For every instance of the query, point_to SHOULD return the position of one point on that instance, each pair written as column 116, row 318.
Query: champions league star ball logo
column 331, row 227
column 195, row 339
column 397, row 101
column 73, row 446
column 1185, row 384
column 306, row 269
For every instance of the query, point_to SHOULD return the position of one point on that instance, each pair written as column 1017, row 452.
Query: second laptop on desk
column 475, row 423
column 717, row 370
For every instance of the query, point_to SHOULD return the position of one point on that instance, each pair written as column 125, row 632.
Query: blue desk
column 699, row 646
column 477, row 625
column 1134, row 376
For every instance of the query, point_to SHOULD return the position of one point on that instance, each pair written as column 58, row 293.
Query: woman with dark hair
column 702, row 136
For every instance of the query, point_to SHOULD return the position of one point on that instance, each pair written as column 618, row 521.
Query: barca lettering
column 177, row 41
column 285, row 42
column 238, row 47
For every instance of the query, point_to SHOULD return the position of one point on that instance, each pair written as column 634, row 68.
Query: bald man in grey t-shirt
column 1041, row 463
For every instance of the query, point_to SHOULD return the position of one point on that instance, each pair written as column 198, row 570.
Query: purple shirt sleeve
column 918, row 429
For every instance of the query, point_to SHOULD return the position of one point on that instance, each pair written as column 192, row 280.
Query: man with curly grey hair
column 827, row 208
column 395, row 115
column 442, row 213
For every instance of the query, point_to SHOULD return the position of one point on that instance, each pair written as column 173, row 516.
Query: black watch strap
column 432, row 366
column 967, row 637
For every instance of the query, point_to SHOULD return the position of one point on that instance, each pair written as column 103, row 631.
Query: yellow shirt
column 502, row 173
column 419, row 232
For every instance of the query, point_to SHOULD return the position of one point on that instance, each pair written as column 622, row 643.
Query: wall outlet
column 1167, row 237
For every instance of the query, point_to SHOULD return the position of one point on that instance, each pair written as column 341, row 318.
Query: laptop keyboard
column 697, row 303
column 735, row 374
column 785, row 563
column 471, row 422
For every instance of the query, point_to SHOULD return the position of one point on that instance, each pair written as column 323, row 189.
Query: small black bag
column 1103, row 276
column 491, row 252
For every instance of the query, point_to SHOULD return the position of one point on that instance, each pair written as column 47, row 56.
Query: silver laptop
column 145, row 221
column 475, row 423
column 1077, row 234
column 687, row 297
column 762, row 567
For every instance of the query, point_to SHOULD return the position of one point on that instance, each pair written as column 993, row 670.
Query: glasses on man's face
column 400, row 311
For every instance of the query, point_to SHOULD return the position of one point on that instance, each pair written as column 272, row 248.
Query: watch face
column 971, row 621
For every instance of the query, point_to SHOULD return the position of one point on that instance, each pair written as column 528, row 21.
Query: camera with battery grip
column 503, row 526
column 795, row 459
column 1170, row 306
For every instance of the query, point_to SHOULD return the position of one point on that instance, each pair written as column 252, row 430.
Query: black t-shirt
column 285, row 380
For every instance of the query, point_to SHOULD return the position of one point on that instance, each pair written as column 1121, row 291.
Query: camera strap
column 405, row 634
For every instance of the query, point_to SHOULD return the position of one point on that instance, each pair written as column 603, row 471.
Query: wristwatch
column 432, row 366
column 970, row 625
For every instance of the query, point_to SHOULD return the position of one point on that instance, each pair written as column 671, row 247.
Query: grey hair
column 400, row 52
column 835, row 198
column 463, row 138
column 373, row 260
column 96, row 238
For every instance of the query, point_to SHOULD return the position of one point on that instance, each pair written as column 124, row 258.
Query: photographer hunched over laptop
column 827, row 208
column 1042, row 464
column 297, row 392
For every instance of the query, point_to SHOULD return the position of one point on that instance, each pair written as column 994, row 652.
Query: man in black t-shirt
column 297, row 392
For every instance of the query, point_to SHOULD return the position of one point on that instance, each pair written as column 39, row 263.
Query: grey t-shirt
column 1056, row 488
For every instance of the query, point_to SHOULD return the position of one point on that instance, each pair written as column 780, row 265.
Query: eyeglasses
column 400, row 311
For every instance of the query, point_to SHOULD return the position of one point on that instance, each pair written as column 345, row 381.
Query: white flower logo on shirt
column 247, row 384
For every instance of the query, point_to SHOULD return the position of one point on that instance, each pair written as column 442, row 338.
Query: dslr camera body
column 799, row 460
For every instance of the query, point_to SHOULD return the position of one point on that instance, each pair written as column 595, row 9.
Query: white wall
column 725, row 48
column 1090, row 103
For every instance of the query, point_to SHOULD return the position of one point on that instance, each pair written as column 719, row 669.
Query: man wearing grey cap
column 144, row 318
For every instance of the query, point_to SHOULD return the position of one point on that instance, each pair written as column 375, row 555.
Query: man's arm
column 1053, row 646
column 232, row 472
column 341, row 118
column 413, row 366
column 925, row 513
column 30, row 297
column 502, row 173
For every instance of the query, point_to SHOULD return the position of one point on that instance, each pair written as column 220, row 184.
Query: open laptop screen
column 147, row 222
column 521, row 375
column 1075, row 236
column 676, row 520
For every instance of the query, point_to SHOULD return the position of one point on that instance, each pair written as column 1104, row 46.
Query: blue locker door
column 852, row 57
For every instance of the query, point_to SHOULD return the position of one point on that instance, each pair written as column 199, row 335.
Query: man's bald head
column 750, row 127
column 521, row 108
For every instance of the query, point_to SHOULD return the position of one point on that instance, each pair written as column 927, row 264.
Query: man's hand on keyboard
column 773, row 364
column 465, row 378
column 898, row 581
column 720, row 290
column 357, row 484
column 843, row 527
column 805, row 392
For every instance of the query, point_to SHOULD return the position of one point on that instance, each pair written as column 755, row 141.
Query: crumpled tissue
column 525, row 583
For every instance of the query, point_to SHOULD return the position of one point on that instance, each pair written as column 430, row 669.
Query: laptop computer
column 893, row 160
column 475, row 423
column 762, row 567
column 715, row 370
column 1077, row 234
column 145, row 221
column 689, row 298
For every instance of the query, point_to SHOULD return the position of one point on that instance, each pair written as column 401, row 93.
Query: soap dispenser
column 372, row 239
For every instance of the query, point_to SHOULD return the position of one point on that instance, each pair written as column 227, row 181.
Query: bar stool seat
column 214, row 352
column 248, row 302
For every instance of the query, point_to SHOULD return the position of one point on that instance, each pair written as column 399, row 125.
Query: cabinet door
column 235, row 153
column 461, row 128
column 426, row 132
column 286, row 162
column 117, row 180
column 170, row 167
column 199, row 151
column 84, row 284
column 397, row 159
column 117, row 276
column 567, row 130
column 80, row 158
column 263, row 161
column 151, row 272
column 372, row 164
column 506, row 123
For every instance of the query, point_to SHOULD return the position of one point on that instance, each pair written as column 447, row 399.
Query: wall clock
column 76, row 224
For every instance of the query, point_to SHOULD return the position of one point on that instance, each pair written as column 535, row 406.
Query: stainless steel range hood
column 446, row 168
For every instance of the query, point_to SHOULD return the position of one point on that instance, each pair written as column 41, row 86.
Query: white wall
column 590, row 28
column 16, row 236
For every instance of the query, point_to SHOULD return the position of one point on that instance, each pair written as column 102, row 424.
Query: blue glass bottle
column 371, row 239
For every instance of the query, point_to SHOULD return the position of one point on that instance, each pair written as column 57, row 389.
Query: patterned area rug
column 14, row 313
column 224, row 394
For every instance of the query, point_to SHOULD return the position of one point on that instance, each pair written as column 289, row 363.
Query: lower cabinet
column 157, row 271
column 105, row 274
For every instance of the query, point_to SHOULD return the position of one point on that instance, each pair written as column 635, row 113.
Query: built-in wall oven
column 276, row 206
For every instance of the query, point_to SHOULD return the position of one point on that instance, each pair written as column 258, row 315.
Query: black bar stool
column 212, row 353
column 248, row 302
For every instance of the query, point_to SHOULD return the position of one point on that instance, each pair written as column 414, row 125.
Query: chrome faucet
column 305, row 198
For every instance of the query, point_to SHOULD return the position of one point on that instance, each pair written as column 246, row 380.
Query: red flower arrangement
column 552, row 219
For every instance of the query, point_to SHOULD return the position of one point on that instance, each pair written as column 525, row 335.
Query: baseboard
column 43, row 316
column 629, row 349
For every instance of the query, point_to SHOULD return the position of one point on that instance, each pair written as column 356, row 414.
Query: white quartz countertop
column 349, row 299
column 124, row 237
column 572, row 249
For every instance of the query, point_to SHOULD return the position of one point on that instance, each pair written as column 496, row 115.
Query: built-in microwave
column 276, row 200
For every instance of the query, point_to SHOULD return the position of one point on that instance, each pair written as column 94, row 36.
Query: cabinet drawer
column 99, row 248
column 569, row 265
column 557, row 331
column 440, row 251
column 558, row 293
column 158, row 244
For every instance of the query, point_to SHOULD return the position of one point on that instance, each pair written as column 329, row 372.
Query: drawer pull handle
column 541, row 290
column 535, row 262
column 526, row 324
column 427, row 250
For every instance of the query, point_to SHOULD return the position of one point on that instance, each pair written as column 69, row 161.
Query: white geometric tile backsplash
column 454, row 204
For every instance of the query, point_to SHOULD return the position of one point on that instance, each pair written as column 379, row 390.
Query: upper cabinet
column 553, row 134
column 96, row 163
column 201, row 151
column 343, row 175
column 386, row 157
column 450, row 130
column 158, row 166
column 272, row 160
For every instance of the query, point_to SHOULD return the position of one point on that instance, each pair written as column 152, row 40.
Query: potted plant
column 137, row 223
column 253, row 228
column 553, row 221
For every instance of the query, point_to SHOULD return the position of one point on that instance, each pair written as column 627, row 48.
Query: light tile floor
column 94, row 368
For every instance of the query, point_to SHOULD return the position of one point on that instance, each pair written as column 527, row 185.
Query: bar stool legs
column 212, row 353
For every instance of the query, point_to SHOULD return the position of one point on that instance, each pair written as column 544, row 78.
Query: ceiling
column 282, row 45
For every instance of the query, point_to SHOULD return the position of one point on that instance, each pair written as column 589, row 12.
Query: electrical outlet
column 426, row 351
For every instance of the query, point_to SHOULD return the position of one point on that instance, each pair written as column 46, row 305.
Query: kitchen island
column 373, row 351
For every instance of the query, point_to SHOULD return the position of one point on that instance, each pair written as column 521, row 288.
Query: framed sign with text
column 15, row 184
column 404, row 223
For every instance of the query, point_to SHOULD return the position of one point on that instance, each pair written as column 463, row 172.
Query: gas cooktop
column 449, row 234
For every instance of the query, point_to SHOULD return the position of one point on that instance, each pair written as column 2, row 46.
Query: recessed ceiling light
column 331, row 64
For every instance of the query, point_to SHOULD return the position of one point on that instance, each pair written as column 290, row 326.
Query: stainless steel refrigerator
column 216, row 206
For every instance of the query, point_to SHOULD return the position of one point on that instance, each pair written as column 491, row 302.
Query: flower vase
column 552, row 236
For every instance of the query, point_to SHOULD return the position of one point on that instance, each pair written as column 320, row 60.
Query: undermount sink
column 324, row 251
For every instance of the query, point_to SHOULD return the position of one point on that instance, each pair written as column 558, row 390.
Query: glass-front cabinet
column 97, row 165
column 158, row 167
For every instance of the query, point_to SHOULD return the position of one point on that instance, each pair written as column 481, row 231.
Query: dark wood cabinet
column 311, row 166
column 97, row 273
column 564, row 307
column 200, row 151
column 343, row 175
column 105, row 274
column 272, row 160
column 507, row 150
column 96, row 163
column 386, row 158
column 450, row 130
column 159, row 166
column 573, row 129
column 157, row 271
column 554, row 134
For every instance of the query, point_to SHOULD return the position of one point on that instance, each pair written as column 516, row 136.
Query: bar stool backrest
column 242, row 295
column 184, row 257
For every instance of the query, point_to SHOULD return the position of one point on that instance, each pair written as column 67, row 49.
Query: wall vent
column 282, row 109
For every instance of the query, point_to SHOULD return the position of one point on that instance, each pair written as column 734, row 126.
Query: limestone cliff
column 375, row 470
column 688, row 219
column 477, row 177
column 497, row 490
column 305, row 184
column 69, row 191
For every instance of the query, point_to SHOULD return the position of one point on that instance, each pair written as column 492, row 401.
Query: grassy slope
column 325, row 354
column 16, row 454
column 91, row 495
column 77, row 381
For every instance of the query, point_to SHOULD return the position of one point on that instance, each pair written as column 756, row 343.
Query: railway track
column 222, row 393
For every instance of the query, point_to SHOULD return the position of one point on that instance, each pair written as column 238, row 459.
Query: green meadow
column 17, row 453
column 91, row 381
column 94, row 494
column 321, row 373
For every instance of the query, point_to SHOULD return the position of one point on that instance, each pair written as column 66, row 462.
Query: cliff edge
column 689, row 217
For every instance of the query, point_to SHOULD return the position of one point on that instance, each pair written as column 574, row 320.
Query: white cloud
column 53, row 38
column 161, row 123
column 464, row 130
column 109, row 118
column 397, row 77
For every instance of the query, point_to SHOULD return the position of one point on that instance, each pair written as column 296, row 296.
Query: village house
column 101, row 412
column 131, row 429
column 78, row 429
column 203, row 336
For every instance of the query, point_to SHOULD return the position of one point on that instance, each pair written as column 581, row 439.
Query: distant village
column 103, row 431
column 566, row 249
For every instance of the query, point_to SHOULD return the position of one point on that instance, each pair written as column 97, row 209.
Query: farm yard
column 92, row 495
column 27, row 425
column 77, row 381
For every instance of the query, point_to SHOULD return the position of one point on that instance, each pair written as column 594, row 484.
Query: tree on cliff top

TO DO: Give back exactly the lines from the beginning of the records through the line containing "173, row 516.", and only those.

ANSWER TO THIS TASK:
For every instance of the query, point_to SHOULD return the position of one point on that instance, each pair written as column 116, row 318.
Query: champions league star ball logo
column 331, row 227
column 195, row 339
column 397, row 101
column 73, row 446
column 1185, row 384
column 306, row 269
For every instance of the query, point_to SHOULD return the position of one point on that instance, each pair written as column 1017, row 452.
Query: second laptop on desk
column 475, row 423
column 717, row 370
For every instance of the query, point_to SHOULD return the position of one point on that instance, each pair written as column 125, row 632.
Query: blue desk
column 699, row 646
column 477, row 625
column 1134, row 376
For every instance of the query, point_to SHOULD return the position of one point on that instance, each pair written as column 58, row 293.
Query: woman with dark hair
column 702, row 136
For every instance of the query, point_to SHOULD return the position of one point on that instance, each pair written as column 618, row 521.
Query: barca lettering
column 177, row 41
column 285, row 42
column 238, row 47
For every instance of the query, point_to SHOULD return the position of one point on that instance, each pair written as column 634, row 68.
Query: bald man in grey t-shirt
column 1041, row 463
For every instance of the query, point_to SHOULD return the position of one point on that instance, each pair written as column 198, row 570.
Query: purple shirt sleeve
column 918, row 429
For every instance of the query, point_to SHOULD return the position of one point on that instance, each pair written as column 192, row 280.
Query: man with curly grey hair
column 827, row 208
column 395, row 115
column 442, row 213
For every instance of the query, point_to SHOULD return the position of one point on that instance, each pair written as column 173, row 516.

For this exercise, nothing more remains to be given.